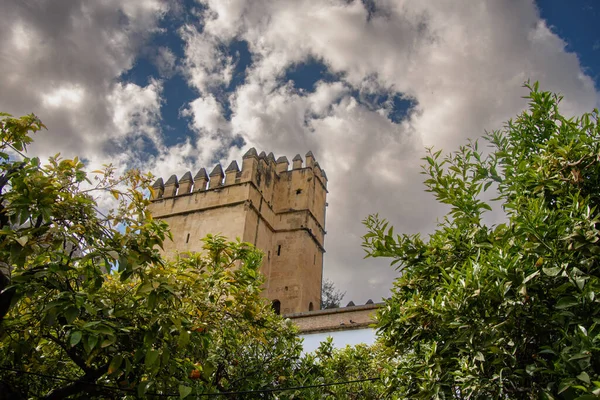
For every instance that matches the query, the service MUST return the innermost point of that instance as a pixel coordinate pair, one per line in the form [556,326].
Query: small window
[277,306]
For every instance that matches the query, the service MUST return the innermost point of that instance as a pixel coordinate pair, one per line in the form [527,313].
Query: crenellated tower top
[281,210]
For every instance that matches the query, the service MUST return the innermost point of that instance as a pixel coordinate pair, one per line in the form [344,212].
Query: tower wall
[280,211]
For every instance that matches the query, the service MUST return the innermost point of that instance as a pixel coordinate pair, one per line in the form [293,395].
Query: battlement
[280,210]
[261,169]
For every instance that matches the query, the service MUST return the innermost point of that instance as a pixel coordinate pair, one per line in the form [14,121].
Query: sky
[174,86]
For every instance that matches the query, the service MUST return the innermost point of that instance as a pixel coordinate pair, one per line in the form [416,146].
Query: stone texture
[281,212]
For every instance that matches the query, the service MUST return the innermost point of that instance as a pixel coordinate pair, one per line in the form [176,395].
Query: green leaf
[151,357]
[566,302]
[145,288]
[552,271]
[184,391]
[92,341]
[115,364]
[22,240]
[71,313]
[584,377]
[108,341]
[531,276]
[184,337]
[75,338]
[143,388]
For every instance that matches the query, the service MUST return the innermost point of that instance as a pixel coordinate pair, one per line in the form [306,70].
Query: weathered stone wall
[280,211]
[353,317]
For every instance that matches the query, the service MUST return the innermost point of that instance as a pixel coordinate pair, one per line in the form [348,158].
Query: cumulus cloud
[62,60]
[461,65]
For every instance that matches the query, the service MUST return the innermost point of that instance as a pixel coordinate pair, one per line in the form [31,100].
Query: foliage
[507,311]
[329,365]
[330,296]
[87,297]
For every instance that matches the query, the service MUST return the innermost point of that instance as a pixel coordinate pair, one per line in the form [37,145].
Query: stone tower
[279,210]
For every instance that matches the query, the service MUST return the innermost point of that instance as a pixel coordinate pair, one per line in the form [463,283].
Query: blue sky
[172,86]
[574,22]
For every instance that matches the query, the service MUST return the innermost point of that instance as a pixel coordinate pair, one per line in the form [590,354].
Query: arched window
[277,306]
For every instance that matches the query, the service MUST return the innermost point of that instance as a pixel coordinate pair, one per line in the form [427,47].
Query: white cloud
[461,64]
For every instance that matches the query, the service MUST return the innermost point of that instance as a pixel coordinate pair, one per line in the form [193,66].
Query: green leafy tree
[87,298]
[330,296]
[505,311]
[358,368]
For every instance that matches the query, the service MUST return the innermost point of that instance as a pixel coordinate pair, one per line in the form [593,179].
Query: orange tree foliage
[85,295]
[505,311]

※ ※ ※

◆ **TASK DIRECTIONS**
Restate the whole of the material word for word without the pictures.

◆ **WRITTEN RESPONSE**
For every instance that matches the query, the service MUST return the innermost point of that instance as a pixel coordinate pair, one per line in the form [556,326].
Query: small window
[277,306]
For every instance that matches the query, the service MUST return the innermost point of that instance as a pixel coordinate pair, one per line in the form [527,313].
Query: crenellated tower top
[281,210]
For every instance that matches the query, the service MUST return the innermost point of that instance as a pixel coordinate pair, one per line in the form [344,212].
Query: tower wall
[280,211]
For every instance that matches the query, the service MUST return the innermost point of that instance as a pixel coordinate pair, one per line in the form [293,395].
Query: battlement
[280,210]
[261,169]
For every instance that matches the query, the service MUST return the innermost point of that instance as a pixel coordinate pair, one per line in the form [14,121].
Query: sky
[174,86]
For every instance that matches the query, the service MUST return the innermost point of that instance as a pixel coordinate pair, one per line in the form [416,146].
Query: stone texture
[281,212]
For every instance that matches the query, the service MUST return the innermost point of that instance as a pixel coordinate pair, one per line in the form [176,395].
Query: green leaf
[151,357]
[566,302]
[145,288]
[552,271]
[184,391]
[92,341]
[115,364]
[22,240]
[71,313]
[584,377]
[108,341]
[531,276]
[184,337]
[75,338]
[143,388]
For every instance that matches the query, the service MUST return the innermost point of that instance as a pixel coordinate pair, one per line in the form [306,70].
Query: weathered stone wall
[280,211]
[353,317]
For every instance that matches the query, the service MUST return the innermost point of that instance as a pixel coordinate pair, one per line in the form [348,158].
Query: cumulus cloud
[62,60]
[461,65]
For every instance that matches the query, the service MUST return the innermost point of that instance as a pixel coordinate pair, one per line in the form [31,100].
Query: foliage
[507,311]
[329,365]
[330,296]
[87,297]
For every instance that matches the query, the service MUST return the innermost point of that instance as a pixel coordinate pair, one per line in the form [37,145].
Query: stone tower
[279,210]
For every instance that matches the query, the service MUST return the innermost point of that instance as a pixel coordinate pair, one per line in the form [463,283].
Query: blue sky
[172,86]
[574,22]
For every instance that matches the query, the service MUST return the innermost point of that instance as a pixel coordinate pair, one per line in the form [590,354].
Query: arched window
[277,306]
For every instance that matches the query, the service MUST return the innermost point of that instance as a pixel coordinate pair, one per line in the form [427,47].
Query: white cloud
[461,64]
For every instance that matches the query, the service MUST return the innermost point of that instance as a pixel coordinate pair, one per line in the form [193,66].
Query: green leafy tree
[87,298]
[330,296]
[505,311]
[358,368]
For every instance that matches the query, the service MUST return the innermost point of that instance as a pixel coordinate pair, one per line in the form [593,179].
Query: orange tree foliage
[85,295]
[505,311]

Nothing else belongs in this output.